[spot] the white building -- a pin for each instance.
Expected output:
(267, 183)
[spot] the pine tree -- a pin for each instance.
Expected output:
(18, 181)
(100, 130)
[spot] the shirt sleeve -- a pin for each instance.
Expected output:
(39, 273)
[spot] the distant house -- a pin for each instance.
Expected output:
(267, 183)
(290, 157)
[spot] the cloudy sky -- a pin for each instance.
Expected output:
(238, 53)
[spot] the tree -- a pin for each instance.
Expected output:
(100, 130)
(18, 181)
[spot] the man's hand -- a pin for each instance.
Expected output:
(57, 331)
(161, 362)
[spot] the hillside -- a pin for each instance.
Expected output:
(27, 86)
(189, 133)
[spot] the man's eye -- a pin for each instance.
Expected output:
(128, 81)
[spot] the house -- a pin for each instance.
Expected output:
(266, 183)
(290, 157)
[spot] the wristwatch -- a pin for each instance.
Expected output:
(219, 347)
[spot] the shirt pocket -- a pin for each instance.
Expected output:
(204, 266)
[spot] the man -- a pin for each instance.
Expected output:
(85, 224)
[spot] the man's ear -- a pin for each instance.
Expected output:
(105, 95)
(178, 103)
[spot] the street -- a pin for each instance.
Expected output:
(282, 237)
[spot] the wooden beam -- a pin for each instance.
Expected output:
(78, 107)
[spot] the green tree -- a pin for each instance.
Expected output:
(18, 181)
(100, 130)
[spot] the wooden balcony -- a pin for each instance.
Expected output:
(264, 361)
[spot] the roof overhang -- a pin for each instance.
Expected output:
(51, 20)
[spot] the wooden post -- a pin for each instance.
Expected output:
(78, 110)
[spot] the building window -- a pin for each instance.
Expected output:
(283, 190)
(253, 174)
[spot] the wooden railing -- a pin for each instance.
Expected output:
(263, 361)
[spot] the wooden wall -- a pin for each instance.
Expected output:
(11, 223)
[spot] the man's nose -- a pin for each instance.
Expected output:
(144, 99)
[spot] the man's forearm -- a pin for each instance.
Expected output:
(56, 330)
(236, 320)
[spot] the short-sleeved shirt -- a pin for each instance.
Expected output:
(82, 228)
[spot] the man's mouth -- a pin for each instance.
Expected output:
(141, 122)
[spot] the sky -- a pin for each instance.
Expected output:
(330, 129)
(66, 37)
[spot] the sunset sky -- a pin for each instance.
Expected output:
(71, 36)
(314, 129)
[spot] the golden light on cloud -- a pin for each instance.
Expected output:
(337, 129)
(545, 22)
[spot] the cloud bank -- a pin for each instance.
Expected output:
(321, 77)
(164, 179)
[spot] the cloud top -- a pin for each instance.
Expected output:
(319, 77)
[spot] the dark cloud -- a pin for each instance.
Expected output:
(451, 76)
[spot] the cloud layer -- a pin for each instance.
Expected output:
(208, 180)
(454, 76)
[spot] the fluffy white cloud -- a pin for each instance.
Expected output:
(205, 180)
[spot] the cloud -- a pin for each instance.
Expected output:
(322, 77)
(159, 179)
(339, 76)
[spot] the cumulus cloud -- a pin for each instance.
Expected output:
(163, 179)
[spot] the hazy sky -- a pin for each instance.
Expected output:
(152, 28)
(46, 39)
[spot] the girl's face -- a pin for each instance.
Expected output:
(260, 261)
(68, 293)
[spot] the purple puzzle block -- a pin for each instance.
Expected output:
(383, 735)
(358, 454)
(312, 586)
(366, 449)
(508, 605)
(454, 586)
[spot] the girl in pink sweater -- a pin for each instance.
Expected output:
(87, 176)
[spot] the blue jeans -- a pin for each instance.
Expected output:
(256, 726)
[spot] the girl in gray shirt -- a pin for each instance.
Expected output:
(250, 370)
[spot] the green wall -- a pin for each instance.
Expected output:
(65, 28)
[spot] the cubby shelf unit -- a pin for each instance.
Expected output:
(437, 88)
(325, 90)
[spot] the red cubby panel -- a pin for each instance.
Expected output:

#### Challenge:
Rewrite all of the lines above as a numbered list and drop any blank lines.

#### Final result:
1. [spot] the white building -- a pin for each instance.
2. Expected output:
3. (267, 183)
4. [spot] the pine tree -- a pin for each instance.
5. Expected output:
6. (18, 181)
7. (100, 130)
8. [spot] the shirt sleeve -- a pin for each instance.
9. Expected output:
10. (39, 273)
11. [spot] the distant house -- a pin for each instance.
12. Expected output:
13. (267, 183)
14. (290, 157)
15. [spot] the cloudy sky -- a pin for each instance.
16. Expected output:
17. (238, 53)
18. [spot] the tree -- a pin for each instance.
19. Expected output:
20. (100, 130)
21. (18, 181)
22. [spot] the man's hand -- a pin for each instance.
23. Expected output:
24. (57, 331)
25. (161, 362)
26. [spot] the hillside -- a pin for each instance.
27. Expected output:
28. (27, 86)
29. (189, 133)
30. [spot] the man's eye -- a pin for each instance.
31. Expected output:
32. (128, 81)
33. [spot] the house -- a pin for each instance.
34. Expected output:
35. (266, 183)
36. (290, 157)
37. [spot] the wristwatch -- a pin for each instance.
38. Expected output:
39. (219, 347)
40. [spot] the shirt pocket -- a pin for each instance.
41. Expected output:
42. (204, 266)
43. [spot] the man -- a pin for each instance.
44. Expected output:
45. (85, 224)
46. [spot] the man's ear -- a pin for each instance.
47. Expected output:
48. (105, 95)
49. (178, 103)
50. [spot] the street -- a pin for each instance.
51. Expected output:
52. (282, 237)
53. [spot] the wooden beam -- a pin for each instance.
54. Expected output:
55. (78, 107)
56. [spot] the green tree -- a pin for each instance.
57. Expected output:
58. (18, 181)
59. (100, 130)
60. [spot] the wooden balcony -- a pin for each instance.
61. Expected output:
62. (264, 361)
63. [spot] the roof overhang -- a pin for each instance.
64. Expected output:
65. (51, 20)
66. [spot] the wooden post -- a pin for each instance.
67. Expected output:
68. (78, 110)
69. [spot] the building window -- a pin for each instance.
70. Expected output:
71. (283, 190)
72. (253, 174)
73. [spot] the wooden railing -- a pin for each instance.
74. Expected output:
75. (263, 361)
76. [spot] the wooden wall -- a pin for each instance.
77. Expected output:
78. (11, 223)
79. [spot] the man's nose -- a pin for each instance.
80. Expected output:
81. (144, 99)
82. [spot] the man's forearm -- a pin for each instance.
83. Expected output:
84. (56, 330)
85. (236, 320)
86. [spot] the short-sleeved shirt -- a pin for each instance.
87. Expected output:
88. (82, 228)
89. [spot] the man's mouth -- a pin for each instance.
90. Expected output:
91. (141, 122)
92. [spot] the sky -- a pin for each instance.
93. Expected output:
94. (330, 129)
95. (66, 37)
96. [spot] the sunset sky -- a pin for each instance.
97. Expected output:
98. (71, 36)
99. (314, 129)
100. [spot] the golden light on cloud -- a pin for each instance.
101. Expected output:
102. (337, 129)
103. (545, 22)
104. [spot] the cloud bank -- a pin for each instance.
105. Expected output:
106. (321, 77)
107. (164, 179)
108. [spot] the cloud top -- a pin for each instance.
109. Expected output:
110. (319, 77)
111. [spot] the dark cloud -- a pin for each instance.
112. Expected output:
113. (451, 76)
114. [spot] the cloud layer -- a pin for each instance.
115. Expected output:
116. (208, 180)
117. (454, 76)
118. [spot] the fluffy white cloud -- a pin for each instance.
119. Expected output:
120. (205, 180)
121. [spot] the cloud -- a pin for each instance.
122. Expected output:
123. (322, 77)
124. (159, 179)
125. (339, 76)
126. [spot] the cumulus cloud -- a pin for each instance.
127. Expected output:
128. (163, 179)
129. [spot] the hazy sky -- a pin for each instance.
130. Expected output:
131. (152, 28)
132. (46, 39)
133. [spot] the girl's face -- a pin for each instance.
134. Expected output:
135. (260, 261)
136. (68, 293)
137. [spot] the purple puzzle block -- a pin for each instance.
138. Expected output:
139. (383, 735)
140. (358, 454)
141. (312, 586)
142. (366, 449)
143. (508, 605)
144. (454, 586)
145. [spot] the girl in pink sweater -- a pin for each instance.
146. Expected output:
147. (87, 176)
148. [spot] the blue jeans -- a pin for each instance.
149. Expected output:
150. (256, 726)
151. [spot] the girl in gray shirt -- a pin for each instance.
152. Expected output:
153. (250, 370)
154. [spot] the green wall -- a pin for each instance.
155. Expected output:
156. (65, 28)
157. [spot] the cubby shelf unit -- a pin for each instance.
158. Expected output:
159. (437, 88)
160. (325, 90)
161. [spot] the red cubby panel -- a pin for each instance.
162. Expected output:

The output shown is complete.